* Task prompt:
Reproduce every one of the following rows verbatim, keeping each character, space, and line break unchanged.

* Data shown:

────────

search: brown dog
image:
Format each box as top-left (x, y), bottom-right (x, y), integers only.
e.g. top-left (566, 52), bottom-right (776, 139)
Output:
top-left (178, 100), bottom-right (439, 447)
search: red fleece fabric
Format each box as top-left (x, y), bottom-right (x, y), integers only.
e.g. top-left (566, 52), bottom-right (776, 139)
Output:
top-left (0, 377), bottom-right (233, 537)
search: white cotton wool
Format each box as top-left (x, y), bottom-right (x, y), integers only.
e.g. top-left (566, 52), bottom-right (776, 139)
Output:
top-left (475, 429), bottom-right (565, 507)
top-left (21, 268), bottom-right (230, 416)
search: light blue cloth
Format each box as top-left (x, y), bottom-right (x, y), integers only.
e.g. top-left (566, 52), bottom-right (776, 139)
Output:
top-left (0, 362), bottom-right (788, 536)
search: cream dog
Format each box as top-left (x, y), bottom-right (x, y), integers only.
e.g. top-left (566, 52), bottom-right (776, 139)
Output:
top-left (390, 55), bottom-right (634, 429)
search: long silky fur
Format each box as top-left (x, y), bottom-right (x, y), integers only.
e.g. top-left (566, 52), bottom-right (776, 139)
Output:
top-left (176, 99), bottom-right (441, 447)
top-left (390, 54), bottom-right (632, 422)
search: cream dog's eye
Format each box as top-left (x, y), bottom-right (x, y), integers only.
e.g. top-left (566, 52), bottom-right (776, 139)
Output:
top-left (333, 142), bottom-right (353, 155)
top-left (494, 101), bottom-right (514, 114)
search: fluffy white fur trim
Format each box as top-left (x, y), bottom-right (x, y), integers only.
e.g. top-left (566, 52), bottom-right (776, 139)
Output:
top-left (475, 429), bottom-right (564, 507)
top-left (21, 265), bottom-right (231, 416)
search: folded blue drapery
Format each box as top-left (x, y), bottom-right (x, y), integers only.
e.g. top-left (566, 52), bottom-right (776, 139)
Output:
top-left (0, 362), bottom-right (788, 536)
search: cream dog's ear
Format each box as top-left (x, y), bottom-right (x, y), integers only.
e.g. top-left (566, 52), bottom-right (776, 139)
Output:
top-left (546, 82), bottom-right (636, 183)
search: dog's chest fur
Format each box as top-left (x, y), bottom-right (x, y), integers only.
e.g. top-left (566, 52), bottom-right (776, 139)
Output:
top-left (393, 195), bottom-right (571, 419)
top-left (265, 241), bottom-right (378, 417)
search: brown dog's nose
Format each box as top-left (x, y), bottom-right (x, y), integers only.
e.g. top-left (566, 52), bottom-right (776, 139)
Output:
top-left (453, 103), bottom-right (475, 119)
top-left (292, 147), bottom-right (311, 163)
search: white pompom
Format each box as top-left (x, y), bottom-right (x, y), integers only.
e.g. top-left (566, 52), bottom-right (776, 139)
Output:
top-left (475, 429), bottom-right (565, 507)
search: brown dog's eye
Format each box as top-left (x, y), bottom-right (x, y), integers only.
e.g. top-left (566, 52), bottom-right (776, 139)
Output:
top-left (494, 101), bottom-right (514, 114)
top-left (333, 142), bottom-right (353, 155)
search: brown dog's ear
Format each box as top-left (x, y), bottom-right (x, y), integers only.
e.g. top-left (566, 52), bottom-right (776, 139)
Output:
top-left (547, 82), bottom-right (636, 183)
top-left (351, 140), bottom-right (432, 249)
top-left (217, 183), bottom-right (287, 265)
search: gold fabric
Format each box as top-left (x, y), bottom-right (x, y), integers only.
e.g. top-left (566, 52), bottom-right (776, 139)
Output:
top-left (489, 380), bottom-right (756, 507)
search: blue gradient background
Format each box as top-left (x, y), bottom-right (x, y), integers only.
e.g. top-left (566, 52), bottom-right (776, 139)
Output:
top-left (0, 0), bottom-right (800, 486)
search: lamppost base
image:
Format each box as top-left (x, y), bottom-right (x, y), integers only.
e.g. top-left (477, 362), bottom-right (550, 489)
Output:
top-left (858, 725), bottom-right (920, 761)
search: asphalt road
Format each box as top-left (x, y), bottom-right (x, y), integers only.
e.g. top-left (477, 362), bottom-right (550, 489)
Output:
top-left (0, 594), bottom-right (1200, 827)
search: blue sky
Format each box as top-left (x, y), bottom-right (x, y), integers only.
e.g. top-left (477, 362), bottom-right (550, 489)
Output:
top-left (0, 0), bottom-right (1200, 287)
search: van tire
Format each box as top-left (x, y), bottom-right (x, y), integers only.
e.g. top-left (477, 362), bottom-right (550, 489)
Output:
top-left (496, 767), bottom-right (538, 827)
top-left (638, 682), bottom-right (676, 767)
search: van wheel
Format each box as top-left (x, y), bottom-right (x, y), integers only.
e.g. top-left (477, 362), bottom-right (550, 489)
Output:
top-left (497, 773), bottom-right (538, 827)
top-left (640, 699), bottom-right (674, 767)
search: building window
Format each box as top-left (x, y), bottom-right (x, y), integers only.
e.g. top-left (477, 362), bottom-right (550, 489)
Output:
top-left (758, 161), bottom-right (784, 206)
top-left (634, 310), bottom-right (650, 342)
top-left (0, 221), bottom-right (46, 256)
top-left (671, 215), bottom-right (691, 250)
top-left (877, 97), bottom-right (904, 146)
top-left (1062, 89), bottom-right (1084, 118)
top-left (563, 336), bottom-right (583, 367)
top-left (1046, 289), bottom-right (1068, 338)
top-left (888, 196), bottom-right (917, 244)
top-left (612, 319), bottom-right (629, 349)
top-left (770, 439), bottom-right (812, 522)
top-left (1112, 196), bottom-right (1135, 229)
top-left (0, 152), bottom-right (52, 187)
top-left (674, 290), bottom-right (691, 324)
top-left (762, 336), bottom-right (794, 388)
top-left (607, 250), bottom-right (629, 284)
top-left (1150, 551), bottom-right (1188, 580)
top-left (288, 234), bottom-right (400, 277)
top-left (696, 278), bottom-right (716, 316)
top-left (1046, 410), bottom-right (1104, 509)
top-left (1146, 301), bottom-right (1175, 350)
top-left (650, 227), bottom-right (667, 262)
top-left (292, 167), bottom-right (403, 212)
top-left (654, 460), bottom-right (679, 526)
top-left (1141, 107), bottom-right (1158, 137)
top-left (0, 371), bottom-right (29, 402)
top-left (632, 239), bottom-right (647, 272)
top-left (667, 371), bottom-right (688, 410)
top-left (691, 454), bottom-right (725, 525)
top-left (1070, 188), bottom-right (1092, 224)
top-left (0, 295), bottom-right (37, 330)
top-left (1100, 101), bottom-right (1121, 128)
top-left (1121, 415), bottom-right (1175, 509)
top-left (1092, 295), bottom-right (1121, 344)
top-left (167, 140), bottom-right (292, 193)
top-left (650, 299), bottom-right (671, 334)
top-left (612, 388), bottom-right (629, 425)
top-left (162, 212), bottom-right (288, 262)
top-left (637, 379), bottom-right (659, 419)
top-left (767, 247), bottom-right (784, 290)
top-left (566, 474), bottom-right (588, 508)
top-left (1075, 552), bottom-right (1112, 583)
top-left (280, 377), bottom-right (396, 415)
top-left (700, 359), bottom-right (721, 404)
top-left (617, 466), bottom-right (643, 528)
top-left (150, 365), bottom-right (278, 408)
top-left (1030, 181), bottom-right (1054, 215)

────────

* Solution for this problem:
search: brown dog
image:
Format each box as top-left (x, y), bottom-right (x, y), integers only.
e.g. top-left (566, 52), bottom-right (776, 139)
Output:
top-left (178, 100), bottom-right (439, 447)
search: red fleece fabric
Format each box as top-left (x, y), bottom-right (x, y), integers only.
e.g. top-left (566, 52), bottom-right (776, 139)
Output:
top-left (0, 377), bottom-right (233, 537)
search: white cotton wool
Format each box as top-left (x, y), bottom-right (x, y), integers only.
e.g. top-left (566, 52), bottom-right (776, 139)
Output:
top-left (475, 429), bottom-right (565, 507)
top-left (21, 268), bottom-right (230, 416)
search: light blue cloth
Format each box as top-left (x, y), bottom-right (x, y), integers only.
e.g. top-left (566, 52), bottom-right (776, 139)
Output:
top-left (0, 362), bottom-right (788, 536)
search: cream dog
Format each box as top-left (x, y), bottom-right (x, y), integers only.
e.g. top-left (566, 52), bottom-right (776, 139)
Output:
top-left (390, 55), bottom-right (634, 429)
search: long silky fur
Format each box as top-left (x, y), bottom-right (x, y), integers only.
e.g. top-left (566, 52), bottom-right (776, 139)
Output:
top-left (176, 99), bottom-right (441, 447)
top-left (390, 54), bottom-right (632, 422)
search: cream dog's eye
Format each box as top-left (x, y), bottom-right (x, y), integers only.
e.g. top-left (566, 52), bottom-right (776, 139)
Output:
top-left (333, 142), bottom-right (353, 155)
top-left (494, 101), bottom-right (514, 114)
search: fluffy white fur trim
Format each box as top-left (x, y), bottom-right (x, y), integers only.
e.g. top-left (566, 52), bottom-right (776, 139)
Output:
top-left (475, 429), bottom-right (564, 507)
top-left (21, 265), bottom-right (231, 416)
search: folded blue drapery
Format each box as top-left (x, y), bottom-right (x, y), integers only.
e.g. top-left (566, 52), bottom-right (776, 139)
Output:
top-left (0, 362), bottom-right (788, 536)
search: cream dog's ear
Format each box as top-left (x, y), bottom-right (x, y), integers only.
e.g. top-left (566, 52), bottom-right (776, 139)
Output:
top-left (546, 82), bottom-right (636, 183)
search: dog's chest fur
Format each box as top-left (x, y), bottom-right (x, y), integers only.
e.g. top-left (566, 52), bottom-right (776, 139)
Output:
top-left (393, 195), bottom-right (571, 419)
top-left (265, 241), bottom-right (378, 417)
search: brown dog's nose
Format each box as top-left (x, y), bottom-right (x, y), integers only.
e.g. top-left (566, 52), bottom-right (776, 139)
Output:
top-left (453, 103), bottom-right (475, 119)
top-left (292, 147), bottom-right (311, 163)
search: white pompom
Format each box as top-left (x, y), bottom-right (x, y), integers only.
e.g. top-left (566, 52), bottom-right (776, 139)
Output:
top-left (475, 429), bottom-right (565, 507)
search: brown dog's eye
Format each box as top-left (x, y), bottom-right (x, y), integers only.
e.g. top-left (566, 52), bottom-right (776, 139)
Output:
top-left (494, 101), bottom-right (514, 114)
top-left (333, 142), bottom-right (353, 155)
search: brown dog's ear
Format each box as top-left (x, y), bottom-right (x, y), integers only.
e.g. top-left (566, 52), bottom-right (776, 139)
Output:
top-left (547, 82), bottom-right (636, 183)
top-left (351, 140), bottom-right (432, 249)
top-left (217, 183), bottom-right (287, 265)
search: gold fabric
Format each box as top-left (x, y), bottom-right (x, y), integers only.
e.g. top-left (566, 52), bottom-right (776, 139)
Output:
top-left (489, 380), bottom-right (756, 507)
search: blue gradient background
Format each box as top-left (x, y), bottom-right (x, y), integers only.
e.g. top-left (566, 52), bottom-right (776, 139)
Output:
top-left (0, 0), bottom-right (800, 486)
search: lamppost base
image:
Format each box as top-left (x, y), bottom-right (x, y), integers only.
e.g. top-left (477, 362), bottom-right (550, 489)
Output:
top-left (858, 725), bottom-right (920, 761)
search: asphalt road
Format each box as top-left (x, y), bottom-right (x, y), integers only.
e.g. top-left (477, 362), bottom-right (550, 489)
Output:
top-left (0, 594), bottom-right (1200, 827)
search: blue sky
Format each box as top-left (x, y), bottom-right (x, y), integers only.
e.g. top-left (477, 362), bottom-right (550, 489)
Output:
top-left (0, 0), bottom-right (1200, 287)
search: van tire
Format each box as top-left (x, y), bottom-right (x, y), integers only.
e.g. top-left (477, 362), bottom-right (550, 489)
Output:
top-left (496, 767), bottom-right (538, 827)
top-left (638, 682), bottom-right (676, 767)
search: van wheel
Format each box as top-left (x, y), bottom-right (x, y), integers only.
e.g. top-left (477, 362), bottom-right (550, 489)
Output:
top-left (497, 773), bottom-right (538, 827)
top-left (640, 699), bottom-right (674, 767)
search: building window
Format each box as top-left (x, y), bottom-right (x, y), integers only.
e.g. top-left (477, 362), bottom-right (550, 489)
Output:
top-left (758, 161), bottom-right (784, 206)
top-left (634, 310), bottom-right (650, 342)
top-left (0, 221), bottom-right (46, 256)
top-left (671, 215), bottom-right (691, 250)
top-left (877, 97), bottom-right (904, 146)
top-left (1062, 89), bottom-right (1084, 118)
top-left (563, 336), bottom-right (583, 367)
top-left (1046, 289), bottom-right (1068, 338)
top-left (888, 196), bottom-right (917, 244)
top-left (612, 319), bottom-right (629, 349)
top-left (770, 439), bottom-right (812, 522)
top-left (1112, 196), bottom-right (1135, 229)
top-left (0, 152), bottom-right (52, 187)
top-left (674, 290), bottom-right (691, 324)
top-left (762, 336), bottom-right (794, 388)
top-left (607, 250), bottom-right (629, 284)
top-left (1150, 551), bottom-right (1188, 580)
top-left (288, 234), bottom-right (400, 277)
top-left (696, 278), bottom-right (716, 316)
top-left (1046, 410), bottom-right (1104, 509)
top-left (1146, 301), bottom-right (1175, 350)
top-left (650, 227), bottom-right (667, 262)
top-left (292, 167), bottom-right (403, 212)
top-left (654, 460), bottom-right (679, 526)
top-left (1141, 107), bottom-right (1158, 137)
top-left (0, 371), bottom-right (29, 402)
top-left (632, 239), bottom-right (647, 272)
top-left (667, 371), bottom-right (688, 410)
top-left (691, 454), bottom-right (725, 525)
top-left (1070, 188), bottom-right (1092, 224)
top-left (0, 295), bottom-right (37, 330)
top-left (1100, 101), bottom-right (1121, 128)
top-left (1121, 415), bottom-right (1175, 509)
top-left (1092, 295), bottom-right (1121, 344)
top-left (167, 140), bottom-right (292, 193)
top-left (650, 299), bottom-right (671, 334)
top-left (612, 388), bottom-right (629, 425)
top-left (162, 212), bottom-right (288, 262)
top-left (637, 379), bottom-right (659, 419)
top-left (767, 247), bottom-right (784, 290)
top-left (566, 474), bottom-right (588, 508)
top-left (1075, 552), bottom-right (1112, 583)
top-left (280, 377), bottom-right (396, 415)
top-left (700, 359), bottom-right (721, 404)
top-left (617, 466), bottom-right (643, 528)
top-left (150, 365), bottom-right (278, 408)
top-left (1030, 181), bottom-right (1054, 215)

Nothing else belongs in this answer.